### Work to be completed
Below are the entries to work from; restate word for word the portion that opens with the line containing "column 730, row 592" and closes with the line containing "column 47, row 77", keeping both.

### Data to process
>>>>>

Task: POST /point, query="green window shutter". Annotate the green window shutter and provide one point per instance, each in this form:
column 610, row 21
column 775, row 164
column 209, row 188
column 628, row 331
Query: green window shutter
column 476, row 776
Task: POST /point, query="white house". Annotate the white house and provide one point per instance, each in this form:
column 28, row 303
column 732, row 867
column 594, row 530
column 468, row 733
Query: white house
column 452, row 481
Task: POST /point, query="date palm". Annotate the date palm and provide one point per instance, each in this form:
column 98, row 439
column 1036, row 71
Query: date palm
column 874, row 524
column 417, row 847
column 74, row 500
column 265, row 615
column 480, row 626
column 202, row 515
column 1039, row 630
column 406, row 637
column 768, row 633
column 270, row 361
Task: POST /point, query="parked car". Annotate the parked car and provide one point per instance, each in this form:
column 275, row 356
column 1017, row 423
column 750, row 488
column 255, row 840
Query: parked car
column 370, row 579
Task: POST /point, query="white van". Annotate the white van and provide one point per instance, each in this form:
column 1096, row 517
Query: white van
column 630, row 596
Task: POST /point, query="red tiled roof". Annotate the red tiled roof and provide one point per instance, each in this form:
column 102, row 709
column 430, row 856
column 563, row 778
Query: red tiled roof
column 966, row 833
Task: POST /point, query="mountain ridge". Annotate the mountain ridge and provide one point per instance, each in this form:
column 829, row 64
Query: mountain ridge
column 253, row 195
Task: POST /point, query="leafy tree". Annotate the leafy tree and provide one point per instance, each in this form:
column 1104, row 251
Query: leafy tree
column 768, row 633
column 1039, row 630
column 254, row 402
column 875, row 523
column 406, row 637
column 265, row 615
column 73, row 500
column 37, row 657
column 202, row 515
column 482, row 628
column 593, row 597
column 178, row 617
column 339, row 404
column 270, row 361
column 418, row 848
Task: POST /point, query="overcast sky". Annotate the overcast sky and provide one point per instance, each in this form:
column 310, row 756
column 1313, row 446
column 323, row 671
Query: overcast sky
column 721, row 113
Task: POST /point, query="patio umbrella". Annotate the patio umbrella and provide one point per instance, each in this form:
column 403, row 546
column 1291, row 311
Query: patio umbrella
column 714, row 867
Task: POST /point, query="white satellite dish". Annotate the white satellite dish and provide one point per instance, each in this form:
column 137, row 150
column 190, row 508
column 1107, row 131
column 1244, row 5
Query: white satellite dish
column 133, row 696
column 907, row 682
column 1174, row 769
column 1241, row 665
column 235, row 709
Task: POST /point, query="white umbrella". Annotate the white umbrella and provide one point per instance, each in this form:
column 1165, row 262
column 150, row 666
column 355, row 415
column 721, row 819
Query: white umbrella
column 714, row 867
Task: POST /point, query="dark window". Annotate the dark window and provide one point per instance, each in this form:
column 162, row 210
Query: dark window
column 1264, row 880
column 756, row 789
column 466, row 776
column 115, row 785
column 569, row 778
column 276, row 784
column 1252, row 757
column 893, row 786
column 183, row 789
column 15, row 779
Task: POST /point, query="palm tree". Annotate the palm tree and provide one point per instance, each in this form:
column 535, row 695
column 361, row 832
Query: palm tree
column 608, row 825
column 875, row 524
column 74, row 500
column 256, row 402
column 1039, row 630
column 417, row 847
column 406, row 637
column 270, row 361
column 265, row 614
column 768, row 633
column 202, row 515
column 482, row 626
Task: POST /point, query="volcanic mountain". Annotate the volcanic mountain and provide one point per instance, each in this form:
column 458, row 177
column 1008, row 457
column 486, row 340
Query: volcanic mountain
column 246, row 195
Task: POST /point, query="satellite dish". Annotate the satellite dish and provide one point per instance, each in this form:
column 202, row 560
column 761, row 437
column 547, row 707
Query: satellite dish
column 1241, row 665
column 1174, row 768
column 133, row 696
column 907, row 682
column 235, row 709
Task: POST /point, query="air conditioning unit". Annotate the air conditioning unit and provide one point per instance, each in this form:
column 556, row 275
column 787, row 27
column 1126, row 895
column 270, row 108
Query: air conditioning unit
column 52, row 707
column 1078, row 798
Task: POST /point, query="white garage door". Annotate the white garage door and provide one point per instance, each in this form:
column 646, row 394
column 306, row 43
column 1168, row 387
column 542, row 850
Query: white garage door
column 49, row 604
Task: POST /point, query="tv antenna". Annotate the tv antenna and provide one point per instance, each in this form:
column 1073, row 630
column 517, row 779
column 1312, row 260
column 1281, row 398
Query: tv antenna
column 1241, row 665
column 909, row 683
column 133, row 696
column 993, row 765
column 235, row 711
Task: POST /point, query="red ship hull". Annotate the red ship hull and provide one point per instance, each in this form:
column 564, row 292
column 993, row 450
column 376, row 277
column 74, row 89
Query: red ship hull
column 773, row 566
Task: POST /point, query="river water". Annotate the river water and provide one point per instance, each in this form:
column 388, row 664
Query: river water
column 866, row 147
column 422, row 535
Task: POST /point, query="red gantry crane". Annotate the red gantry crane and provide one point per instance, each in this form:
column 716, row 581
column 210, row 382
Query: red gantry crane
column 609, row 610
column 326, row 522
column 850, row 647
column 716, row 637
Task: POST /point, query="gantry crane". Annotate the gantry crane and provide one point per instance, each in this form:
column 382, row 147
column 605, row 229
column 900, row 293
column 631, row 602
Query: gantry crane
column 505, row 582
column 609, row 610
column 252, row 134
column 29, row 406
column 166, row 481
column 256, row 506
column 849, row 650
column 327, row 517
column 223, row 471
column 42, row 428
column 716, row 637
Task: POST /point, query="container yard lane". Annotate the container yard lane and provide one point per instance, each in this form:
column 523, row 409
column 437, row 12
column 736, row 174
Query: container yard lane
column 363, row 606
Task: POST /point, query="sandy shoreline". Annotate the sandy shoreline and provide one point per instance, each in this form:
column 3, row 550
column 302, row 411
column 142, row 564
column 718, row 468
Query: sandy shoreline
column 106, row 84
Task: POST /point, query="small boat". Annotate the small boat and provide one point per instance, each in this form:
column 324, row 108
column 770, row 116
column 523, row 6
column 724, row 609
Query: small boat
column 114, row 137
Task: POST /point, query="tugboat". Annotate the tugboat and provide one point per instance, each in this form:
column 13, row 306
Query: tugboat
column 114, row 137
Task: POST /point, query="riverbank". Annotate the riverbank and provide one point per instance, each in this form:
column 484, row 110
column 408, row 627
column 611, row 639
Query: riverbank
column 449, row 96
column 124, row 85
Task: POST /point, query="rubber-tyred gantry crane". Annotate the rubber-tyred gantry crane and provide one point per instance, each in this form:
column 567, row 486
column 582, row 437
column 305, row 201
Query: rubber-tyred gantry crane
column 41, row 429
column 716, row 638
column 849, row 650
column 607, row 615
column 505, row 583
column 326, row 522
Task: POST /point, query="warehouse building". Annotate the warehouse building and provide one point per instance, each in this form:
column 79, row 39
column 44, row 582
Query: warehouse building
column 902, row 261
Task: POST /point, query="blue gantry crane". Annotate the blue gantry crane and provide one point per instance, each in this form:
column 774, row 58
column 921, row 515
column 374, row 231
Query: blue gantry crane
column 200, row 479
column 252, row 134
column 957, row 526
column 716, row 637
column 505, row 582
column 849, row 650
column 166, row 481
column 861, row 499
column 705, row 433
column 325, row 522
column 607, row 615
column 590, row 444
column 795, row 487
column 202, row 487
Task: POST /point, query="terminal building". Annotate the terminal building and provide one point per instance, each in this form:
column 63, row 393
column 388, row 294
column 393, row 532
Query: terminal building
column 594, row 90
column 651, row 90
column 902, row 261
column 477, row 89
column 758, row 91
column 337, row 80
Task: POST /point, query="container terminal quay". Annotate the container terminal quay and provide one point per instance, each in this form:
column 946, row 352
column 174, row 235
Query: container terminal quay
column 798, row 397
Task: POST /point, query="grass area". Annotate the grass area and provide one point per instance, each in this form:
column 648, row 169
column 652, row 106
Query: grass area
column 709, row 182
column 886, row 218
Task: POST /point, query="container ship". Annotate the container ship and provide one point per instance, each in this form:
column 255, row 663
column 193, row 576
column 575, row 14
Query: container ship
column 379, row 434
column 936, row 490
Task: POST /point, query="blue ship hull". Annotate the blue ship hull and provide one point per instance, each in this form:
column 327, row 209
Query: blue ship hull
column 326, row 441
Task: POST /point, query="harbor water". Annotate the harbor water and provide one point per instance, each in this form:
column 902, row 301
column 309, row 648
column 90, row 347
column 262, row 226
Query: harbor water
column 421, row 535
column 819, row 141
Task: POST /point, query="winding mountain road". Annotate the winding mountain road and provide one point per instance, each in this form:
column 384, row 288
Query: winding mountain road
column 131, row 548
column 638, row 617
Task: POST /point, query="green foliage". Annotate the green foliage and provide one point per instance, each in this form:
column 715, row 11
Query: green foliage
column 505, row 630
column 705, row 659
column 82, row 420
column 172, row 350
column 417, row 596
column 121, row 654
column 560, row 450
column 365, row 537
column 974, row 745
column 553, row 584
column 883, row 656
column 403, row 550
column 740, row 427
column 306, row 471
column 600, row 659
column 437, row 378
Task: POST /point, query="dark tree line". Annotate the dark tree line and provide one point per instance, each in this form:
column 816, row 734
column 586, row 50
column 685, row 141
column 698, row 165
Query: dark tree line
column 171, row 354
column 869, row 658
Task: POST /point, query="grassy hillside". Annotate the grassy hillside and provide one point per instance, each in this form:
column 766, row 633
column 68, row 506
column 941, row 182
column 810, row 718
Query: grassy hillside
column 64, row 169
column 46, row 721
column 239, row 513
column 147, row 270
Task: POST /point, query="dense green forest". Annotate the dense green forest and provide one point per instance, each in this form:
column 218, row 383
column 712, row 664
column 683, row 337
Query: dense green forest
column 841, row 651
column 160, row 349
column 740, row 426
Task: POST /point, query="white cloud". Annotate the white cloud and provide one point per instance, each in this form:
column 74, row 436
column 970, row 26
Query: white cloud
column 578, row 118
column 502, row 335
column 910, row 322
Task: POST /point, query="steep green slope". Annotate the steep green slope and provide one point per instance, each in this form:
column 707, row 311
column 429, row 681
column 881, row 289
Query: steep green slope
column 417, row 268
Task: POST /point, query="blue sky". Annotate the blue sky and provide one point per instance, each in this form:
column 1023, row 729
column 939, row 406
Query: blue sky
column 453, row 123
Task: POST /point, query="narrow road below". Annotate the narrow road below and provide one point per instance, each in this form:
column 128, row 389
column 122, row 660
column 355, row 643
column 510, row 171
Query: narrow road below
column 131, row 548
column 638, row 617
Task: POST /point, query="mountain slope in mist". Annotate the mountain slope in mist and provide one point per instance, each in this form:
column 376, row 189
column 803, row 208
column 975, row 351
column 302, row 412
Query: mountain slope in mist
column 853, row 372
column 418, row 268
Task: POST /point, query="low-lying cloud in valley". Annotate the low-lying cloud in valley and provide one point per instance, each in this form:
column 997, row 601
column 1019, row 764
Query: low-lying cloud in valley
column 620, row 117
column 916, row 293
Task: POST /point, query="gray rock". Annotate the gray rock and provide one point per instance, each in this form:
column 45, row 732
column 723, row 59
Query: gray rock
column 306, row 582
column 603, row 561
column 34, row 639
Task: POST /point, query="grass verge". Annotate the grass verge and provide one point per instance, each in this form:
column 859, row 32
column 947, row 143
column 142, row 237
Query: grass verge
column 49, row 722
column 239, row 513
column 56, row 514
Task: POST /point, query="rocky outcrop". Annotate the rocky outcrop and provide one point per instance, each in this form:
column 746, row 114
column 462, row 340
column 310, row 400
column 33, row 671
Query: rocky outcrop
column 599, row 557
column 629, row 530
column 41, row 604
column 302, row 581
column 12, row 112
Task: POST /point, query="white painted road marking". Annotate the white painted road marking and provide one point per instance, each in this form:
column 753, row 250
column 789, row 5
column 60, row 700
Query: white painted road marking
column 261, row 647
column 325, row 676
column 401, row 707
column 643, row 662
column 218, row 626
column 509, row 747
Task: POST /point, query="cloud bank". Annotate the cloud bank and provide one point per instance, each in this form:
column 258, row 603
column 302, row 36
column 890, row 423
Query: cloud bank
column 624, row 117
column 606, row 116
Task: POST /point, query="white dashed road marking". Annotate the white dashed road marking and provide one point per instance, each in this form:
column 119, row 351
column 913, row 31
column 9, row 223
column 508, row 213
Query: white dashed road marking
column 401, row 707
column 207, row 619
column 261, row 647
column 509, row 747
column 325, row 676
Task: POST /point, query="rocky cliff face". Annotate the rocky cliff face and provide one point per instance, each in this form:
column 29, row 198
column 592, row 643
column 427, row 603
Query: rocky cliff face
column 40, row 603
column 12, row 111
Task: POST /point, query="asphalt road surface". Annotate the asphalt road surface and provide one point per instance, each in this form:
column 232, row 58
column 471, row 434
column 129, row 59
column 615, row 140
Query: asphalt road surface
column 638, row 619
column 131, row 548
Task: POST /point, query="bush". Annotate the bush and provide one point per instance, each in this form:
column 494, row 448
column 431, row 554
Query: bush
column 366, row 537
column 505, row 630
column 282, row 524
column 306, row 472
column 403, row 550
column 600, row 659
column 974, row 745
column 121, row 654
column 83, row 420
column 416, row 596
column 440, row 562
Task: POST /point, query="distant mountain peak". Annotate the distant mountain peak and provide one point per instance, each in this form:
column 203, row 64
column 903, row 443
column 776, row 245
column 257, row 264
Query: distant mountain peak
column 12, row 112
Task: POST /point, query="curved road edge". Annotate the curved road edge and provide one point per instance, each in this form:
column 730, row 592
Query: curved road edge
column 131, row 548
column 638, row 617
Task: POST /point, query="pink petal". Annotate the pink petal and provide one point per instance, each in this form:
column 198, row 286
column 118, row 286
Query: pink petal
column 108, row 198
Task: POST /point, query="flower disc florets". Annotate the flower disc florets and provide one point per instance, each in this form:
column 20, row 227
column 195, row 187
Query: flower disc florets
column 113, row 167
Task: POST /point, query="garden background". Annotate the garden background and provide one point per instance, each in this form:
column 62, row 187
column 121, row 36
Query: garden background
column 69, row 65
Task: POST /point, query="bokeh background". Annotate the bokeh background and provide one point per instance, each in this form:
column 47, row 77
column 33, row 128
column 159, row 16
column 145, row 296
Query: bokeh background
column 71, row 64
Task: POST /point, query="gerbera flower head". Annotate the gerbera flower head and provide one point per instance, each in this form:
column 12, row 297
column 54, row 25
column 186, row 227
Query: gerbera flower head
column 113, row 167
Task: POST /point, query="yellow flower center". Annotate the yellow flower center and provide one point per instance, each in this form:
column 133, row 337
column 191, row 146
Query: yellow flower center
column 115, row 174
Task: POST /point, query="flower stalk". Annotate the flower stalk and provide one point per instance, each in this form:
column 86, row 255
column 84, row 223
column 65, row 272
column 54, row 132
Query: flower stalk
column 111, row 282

<<<<<

### Result of this exercise
column 730, row 592
Query: curved road edge
column 131, row 548
column 638, row 617
Task: POST /point, query="pink petal". Annotate the pink petal and provide one point per instance, each in this form:
column 198, row 286
column 118, row 286
Query: pink petal
column 108, row 198
Task: POST /point, query="flower disc florets". Annotate the flower disc florets and provide one point per instance, each in this form:
column 20, row 227
column 195, row 187
Query: flower disc florets
column 113, row 167
Task: POST /point, query="garden background". Annotate the garden background and provide one point per instance, each in this form:
column 62, row 187
column 121, row 36
Query: garden background
column 69, row 65
Task: POST /point, query="bokeh background". Annotate the bokeh background and provide one point per instance, each in this form:
column 47, row 77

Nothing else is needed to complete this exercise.